Rewrite the material starting at the line that contains "of the green" and ending at the line that contains "[(742, 482)]", with "dusty ground" changed to "muddy ground" and every other character kept as is. Return only those lines.

>> BEGIN Records supplied

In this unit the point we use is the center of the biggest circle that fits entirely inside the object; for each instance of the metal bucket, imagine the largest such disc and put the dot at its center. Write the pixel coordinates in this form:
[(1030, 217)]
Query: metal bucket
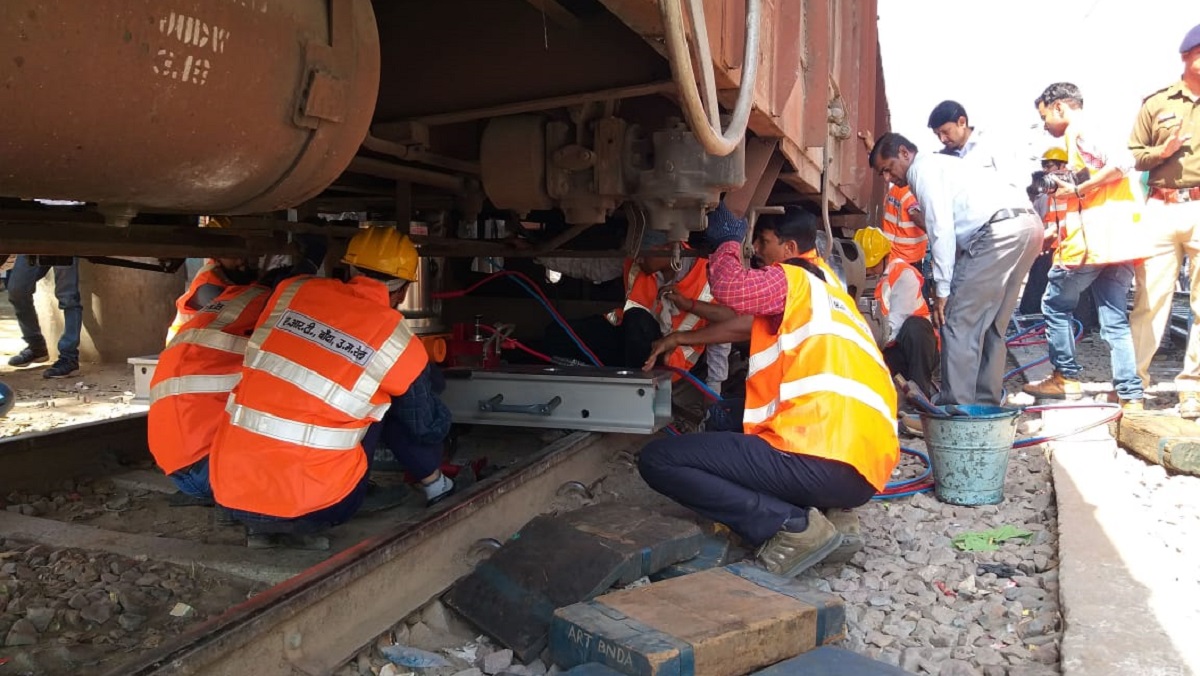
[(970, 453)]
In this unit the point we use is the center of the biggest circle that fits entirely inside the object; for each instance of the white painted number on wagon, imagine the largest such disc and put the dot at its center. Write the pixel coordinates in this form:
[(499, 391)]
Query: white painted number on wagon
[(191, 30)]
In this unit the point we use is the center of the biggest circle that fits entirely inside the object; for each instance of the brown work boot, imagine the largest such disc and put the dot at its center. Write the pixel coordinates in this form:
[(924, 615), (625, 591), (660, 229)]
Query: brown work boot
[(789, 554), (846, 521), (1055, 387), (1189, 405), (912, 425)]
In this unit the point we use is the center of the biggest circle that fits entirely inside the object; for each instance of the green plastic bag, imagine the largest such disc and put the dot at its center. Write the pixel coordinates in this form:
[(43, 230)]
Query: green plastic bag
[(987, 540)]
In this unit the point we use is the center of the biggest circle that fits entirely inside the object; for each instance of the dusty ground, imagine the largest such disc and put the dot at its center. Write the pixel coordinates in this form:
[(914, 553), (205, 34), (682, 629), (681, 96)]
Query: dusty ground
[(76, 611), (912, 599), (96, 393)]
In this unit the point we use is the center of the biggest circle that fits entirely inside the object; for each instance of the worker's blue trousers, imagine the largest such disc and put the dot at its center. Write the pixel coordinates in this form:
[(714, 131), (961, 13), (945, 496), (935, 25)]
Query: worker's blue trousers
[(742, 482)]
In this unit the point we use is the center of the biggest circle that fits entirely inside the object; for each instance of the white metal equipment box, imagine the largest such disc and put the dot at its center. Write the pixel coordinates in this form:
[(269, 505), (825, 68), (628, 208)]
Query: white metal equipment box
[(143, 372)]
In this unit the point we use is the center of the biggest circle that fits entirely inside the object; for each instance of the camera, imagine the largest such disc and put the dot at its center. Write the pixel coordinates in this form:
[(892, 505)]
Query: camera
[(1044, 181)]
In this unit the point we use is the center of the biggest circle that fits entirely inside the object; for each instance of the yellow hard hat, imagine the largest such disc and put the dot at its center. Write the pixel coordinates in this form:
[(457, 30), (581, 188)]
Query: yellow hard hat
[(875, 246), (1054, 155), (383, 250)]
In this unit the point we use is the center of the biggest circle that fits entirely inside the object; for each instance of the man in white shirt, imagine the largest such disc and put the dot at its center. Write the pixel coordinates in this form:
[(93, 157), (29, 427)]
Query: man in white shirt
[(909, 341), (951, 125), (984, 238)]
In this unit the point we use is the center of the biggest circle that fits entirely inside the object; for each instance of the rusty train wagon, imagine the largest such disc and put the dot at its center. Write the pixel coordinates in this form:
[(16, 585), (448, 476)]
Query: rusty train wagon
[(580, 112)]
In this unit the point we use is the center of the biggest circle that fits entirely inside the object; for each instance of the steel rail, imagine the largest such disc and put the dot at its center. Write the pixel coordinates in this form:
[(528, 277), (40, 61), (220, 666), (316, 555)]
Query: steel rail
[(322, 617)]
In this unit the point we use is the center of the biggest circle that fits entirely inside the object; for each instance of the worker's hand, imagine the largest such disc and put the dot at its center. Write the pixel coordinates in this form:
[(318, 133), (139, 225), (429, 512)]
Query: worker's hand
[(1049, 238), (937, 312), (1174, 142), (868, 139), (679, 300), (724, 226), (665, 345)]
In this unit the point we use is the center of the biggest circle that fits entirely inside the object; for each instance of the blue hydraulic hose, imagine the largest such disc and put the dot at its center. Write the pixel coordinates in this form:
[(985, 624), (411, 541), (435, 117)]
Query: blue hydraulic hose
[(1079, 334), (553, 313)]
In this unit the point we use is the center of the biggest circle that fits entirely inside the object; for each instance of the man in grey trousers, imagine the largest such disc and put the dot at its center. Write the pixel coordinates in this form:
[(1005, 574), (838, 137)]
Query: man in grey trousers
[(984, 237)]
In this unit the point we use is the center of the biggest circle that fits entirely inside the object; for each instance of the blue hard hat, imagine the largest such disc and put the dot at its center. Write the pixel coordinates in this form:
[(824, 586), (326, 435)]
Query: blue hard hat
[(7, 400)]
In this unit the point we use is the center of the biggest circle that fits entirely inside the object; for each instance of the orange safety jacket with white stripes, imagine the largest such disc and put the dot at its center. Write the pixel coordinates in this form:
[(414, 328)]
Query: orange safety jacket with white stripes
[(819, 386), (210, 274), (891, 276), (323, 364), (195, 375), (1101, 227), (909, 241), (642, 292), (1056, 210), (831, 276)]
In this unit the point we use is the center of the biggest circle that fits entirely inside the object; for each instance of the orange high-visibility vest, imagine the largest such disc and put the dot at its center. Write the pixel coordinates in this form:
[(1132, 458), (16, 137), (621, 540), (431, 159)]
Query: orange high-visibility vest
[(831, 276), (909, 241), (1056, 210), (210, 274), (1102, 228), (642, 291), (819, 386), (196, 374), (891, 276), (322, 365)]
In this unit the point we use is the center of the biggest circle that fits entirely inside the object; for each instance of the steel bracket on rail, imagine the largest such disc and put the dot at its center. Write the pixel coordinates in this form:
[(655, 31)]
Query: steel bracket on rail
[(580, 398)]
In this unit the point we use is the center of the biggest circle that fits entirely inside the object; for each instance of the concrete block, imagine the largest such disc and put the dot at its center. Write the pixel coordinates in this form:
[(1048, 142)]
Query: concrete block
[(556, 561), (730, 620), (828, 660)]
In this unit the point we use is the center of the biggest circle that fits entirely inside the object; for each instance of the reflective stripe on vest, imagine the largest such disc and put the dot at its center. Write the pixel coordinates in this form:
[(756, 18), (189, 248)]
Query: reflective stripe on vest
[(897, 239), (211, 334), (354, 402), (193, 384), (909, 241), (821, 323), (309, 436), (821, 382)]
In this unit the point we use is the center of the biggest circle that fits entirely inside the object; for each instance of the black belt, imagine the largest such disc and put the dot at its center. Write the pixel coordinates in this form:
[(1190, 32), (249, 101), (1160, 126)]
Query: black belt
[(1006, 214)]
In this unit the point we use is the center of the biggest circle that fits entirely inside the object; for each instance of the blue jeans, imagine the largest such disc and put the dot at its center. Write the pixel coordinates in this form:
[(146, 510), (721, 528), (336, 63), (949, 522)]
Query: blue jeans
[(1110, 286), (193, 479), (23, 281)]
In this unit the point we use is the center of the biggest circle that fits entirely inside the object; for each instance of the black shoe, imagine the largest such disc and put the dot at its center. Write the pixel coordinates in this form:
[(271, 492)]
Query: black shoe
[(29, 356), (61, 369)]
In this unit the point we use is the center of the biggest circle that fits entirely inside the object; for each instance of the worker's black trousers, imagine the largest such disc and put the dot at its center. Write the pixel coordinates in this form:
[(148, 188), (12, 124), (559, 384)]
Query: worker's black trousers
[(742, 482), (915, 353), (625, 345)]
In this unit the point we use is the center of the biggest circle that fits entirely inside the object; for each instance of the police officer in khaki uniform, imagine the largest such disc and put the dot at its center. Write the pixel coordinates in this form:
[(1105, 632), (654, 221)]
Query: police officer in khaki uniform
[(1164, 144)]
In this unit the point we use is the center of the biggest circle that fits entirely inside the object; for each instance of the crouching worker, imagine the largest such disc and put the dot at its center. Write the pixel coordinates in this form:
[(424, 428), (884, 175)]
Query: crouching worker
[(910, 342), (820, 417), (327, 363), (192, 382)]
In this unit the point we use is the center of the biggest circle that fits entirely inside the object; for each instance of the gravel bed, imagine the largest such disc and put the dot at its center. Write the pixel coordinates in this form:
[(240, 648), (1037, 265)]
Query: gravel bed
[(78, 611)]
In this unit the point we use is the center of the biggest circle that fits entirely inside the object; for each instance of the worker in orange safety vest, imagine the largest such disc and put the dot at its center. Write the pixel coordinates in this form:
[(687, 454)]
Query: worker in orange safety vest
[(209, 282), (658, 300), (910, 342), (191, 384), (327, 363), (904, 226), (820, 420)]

>> END Records supplied

Problem solution:
In this unit the point we use is the center of the biggest circle that fits entirely inside the object; for each instance of the green plastic bag, imagine the largest such disc and put the dot at its center. Write the pixel coordinates in this form:
[(43, 230)]
Query: green plastic bag
[(987, 540)]
In this unit the point we use is the center of the biggest circle that fits entirely inside the object; for each instance of the muddy ground, imagine the largest such disc and put the dot at its center. Write the pixel coordinates in this form:
[(914, 553), (205, 34), (682, 629), (681, 96)]
Query: muddy ground
[(76, 611), (912, 599), (96, 393)]
In this unit the point we use is the center of the biggest circle that fits entirely inside the object; for each instance of the worker's blue trousers, imagine the largest such disc and put the dot at its center. Write the pixel coordinates in this form:
[(714, 131), (961, 13), (945, 496), (935, 25)]
Query: worker's blue trousers
[(742, 482)]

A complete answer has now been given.